## PROBLEMS TO SOLVE
A) Answer these from the article on Georgetown's development degrees:
(i) How many graduate degree programs has Georgetown developed for people aiming to enter global development?
(ii) Tracy Reines directs the International Response Operations Center of which organization?
(iii) Which two past events does Reines name as examples students reflect on?
B) Copy word for word the part of the article on Georgetown's development degrees that opens with the words containing "Training professionals to" and closes with "Response Operations Center.".

## SUPPLIED PASSAGE
=-=-=-=-=

While having an advanced degree is a must for professionals hoping to score coveted global development positions, job seekers aren’t necessarily best served by pursuing a master’s in development, counterintuitive though it may seem. International organizations are increasingly looking for job applicants with specific skill sets, giving job seekers with specialized degrees a competitive edge in the hiring process.
That’s why Georgetown University has developed three graduate degree programs for professionals aspiring to enter the global development landscape: Emergency and Disaster Management, Urban and Regional Planning, and Global Strategic Communications. Devex spoke to Georgetown students, alumni, and faculty members to explore how each of these degrees provides a solid foundation for transitioning into the field.
Training professionals to respond to international crises
In a world riddled with changing and unpredictable threats such as natural disasters, epidemics, acts of terrorism, and humanitarian crises, there will always be a demand for skilled professionals capable of mitigating these threats and responding quickly and effectively to disasters on the local, national, and global levels. Georgetown’s Emergency and Disaster Management (EDM) master’s programs prepare students to become effective disaster response and management professionals by providing a curriculum that is global, practical, and skills-based.
“Ten years ago, degrees like this didn’t exist, but given how fast the industry is changing, now they are more necessary,” said Tracy Reines, an EDM faculty member and the director of the American Red Cross International Response Operations Center.
“This degree helps students understand how to create better programming for the future by incorporating reflection on events that have already taken place — such as Hurricane Katrina or Ebola. Our students analyze the good and the bad, so that when they are in the field they have a better understanding of the complexity these disasters present, and are equipped with the skills to navigate that complexity,” she added.

=-=-=-=-=

## INFORMATION PROVIDED
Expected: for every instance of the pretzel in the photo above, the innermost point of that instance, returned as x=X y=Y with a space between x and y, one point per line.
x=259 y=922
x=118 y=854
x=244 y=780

=-=-=-=-=

## RESPONSES IN ORDER
A)
(i) Three.
(ii) The American Red Cross.
(iii) Hurricane Katrina and Ebola.

B)
Training professionals to respond to international crises
In a world riddled with changing and unpredictable threats such as natural disasters, epidemics, acts of terrorism, and humanitarian crises, there will always be a demand for skilled professionals capable of mitigating these threats and responding quickly and effectively to disasters on the local, national, and global levels. Georgetown’s Emergency and Disaster Management (EDM) master’s programs prepare students to become effective disaster response and management professionals by providing a curriculum that is global, practical, and skills-based.
“Ten years ago, degrees like this didn’t exist, but given how fast the industry is changing, now they are more necessary,” said Tracy Reines, an EDM faculty member and the director of the American Red Cross International Response Operations Center.